Every entry, exactly as given, must be retyped.

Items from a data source
◇ ◇ ◇ ◇
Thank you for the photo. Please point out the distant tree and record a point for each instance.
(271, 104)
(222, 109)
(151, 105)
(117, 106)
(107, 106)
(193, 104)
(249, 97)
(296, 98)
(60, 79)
◇ ◇ ◇ ◇
Solution to the problem
Thank you for the photo. Please point out the distant tree and record a point for each instance.
(271, 104)
(222, 109)
(151, 105)
(117, 106)
(107, 106)
(193, 104)
(249, 97)
(296, 98)
(60, 79)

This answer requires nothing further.